[ポインティングの記録]
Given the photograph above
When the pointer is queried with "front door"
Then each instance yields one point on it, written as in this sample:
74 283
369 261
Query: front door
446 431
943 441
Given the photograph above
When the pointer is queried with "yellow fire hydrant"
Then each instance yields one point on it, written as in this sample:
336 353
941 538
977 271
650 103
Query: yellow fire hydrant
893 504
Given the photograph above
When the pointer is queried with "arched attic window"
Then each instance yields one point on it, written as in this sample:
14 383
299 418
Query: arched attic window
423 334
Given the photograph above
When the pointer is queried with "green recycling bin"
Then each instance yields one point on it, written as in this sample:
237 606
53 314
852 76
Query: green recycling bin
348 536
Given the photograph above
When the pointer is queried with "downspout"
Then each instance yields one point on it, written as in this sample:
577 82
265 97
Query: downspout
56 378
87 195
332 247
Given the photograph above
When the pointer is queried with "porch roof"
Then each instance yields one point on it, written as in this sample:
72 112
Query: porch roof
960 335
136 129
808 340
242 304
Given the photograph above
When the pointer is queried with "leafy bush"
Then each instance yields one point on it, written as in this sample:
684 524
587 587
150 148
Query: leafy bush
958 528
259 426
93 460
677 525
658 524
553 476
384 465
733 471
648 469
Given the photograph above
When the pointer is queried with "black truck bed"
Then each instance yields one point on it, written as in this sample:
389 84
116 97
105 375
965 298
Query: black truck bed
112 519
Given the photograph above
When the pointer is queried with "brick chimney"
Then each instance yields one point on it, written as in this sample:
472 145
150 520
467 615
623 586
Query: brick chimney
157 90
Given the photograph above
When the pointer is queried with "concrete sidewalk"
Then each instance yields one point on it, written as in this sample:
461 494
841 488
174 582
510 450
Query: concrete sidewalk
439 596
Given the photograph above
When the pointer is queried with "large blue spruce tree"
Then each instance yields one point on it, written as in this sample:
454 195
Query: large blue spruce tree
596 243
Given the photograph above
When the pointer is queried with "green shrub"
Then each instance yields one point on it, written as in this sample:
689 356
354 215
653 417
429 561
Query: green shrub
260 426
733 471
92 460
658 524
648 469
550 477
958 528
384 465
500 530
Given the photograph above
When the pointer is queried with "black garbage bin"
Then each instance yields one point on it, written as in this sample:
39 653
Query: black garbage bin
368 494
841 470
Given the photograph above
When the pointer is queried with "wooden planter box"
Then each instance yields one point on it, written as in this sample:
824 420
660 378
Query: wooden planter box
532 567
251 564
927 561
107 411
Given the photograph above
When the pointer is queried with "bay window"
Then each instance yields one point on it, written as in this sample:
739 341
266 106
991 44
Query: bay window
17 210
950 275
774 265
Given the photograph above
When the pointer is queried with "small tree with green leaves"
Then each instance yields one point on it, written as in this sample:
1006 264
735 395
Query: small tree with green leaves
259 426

...

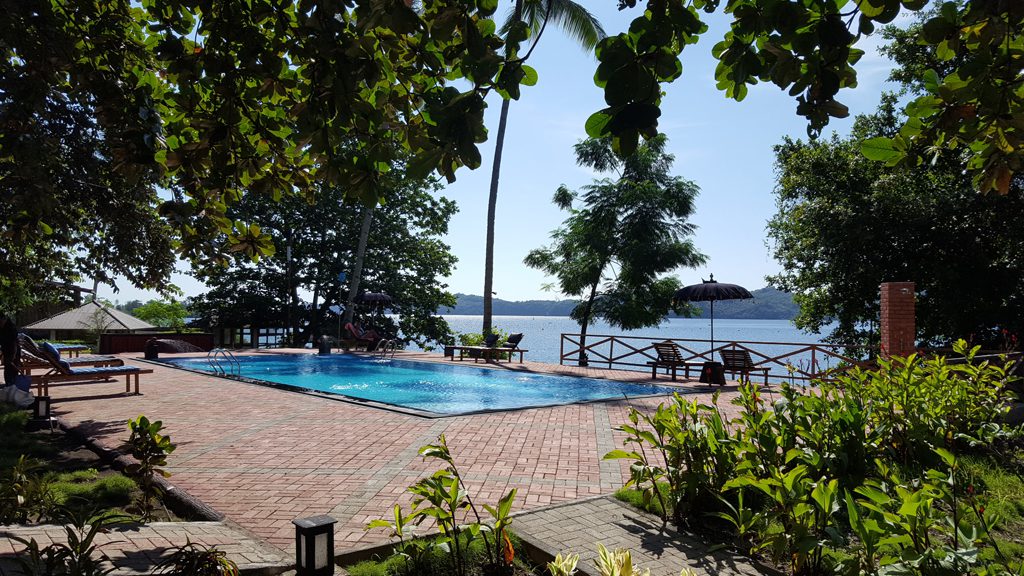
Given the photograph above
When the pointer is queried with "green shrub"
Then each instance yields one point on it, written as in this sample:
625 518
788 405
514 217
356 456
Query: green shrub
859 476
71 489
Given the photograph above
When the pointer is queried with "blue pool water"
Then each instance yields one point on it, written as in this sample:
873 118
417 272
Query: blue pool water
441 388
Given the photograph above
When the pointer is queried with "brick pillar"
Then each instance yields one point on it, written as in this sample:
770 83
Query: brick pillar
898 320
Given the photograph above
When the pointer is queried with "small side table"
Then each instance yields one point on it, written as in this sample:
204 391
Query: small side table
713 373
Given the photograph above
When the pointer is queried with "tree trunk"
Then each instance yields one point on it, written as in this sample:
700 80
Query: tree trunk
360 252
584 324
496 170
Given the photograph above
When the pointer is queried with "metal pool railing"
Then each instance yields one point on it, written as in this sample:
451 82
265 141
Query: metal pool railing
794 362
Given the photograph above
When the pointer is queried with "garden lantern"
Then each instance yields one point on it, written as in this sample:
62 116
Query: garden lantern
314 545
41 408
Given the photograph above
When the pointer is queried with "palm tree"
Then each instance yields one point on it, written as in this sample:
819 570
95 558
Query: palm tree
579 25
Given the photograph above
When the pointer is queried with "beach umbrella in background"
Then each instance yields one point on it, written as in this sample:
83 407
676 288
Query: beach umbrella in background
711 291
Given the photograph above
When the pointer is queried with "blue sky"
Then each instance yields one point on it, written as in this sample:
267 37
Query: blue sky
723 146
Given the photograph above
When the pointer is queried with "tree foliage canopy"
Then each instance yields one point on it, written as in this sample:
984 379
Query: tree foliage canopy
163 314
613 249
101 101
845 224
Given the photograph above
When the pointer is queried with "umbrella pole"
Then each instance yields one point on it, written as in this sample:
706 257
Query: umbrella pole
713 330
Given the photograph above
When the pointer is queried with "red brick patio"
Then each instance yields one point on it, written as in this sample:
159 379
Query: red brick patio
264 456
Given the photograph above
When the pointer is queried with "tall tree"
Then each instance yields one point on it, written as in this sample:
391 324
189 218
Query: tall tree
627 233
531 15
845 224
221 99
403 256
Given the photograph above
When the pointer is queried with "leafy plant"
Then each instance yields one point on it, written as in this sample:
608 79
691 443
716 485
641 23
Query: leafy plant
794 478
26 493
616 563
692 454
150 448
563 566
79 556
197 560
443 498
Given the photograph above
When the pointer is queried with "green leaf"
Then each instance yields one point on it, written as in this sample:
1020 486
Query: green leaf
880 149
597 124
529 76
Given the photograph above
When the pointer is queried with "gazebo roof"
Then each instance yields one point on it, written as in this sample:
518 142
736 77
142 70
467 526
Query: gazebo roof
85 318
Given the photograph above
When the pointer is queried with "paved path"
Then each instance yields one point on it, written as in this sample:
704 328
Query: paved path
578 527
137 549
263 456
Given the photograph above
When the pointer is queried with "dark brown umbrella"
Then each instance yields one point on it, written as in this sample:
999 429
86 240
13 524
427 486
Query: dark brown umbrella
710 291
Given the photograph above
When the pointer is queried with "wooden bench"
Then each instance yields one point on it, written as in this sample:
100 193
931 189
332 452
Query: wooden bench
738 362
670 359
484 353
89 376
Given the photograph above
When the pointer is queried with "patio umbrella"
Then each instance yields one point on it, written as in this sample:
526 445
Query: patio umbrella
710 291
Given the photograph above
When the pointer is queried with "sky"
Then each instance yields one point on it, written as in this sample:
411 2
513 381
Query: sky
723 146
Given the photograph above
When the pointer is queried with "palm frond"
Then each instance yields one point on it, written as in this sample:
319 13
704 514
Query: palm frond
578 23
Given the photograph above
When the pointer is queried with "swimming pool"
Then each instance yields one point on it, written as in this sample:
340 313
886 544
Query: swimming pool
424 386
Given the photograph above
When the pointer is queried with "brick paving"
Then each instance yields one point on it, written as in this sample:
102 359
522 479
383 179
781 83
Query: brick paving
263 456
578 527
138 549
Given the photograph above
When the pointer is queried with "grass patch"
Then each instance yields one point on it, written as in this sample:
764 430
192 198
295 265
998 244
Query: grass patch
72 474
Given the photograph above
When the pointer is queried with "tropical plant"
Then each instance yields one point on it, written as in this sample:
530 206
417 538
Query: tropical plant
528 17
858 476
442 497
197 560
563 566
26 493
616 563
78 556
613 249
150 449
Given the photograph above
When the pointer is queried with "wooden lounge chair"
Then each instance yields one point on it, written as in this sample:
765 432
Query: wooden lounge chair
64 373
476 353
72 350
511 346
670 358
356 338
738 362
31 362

_課題_. 上の記録から、文字列「umbrella」を含む行をすべて抜き出して報告しなさい。

_解答_.
When the pointer is queried with "beach umbrella in background"
Query: beach umbrella in background
When the pointer is queried with "umbrella pole"
Query: umbrella pole
When the pointer is queried with "dark brown umbrella"
Query: dark brown umbrella
When the pointer is queried with "patio umbrella"
Query: patio umbrella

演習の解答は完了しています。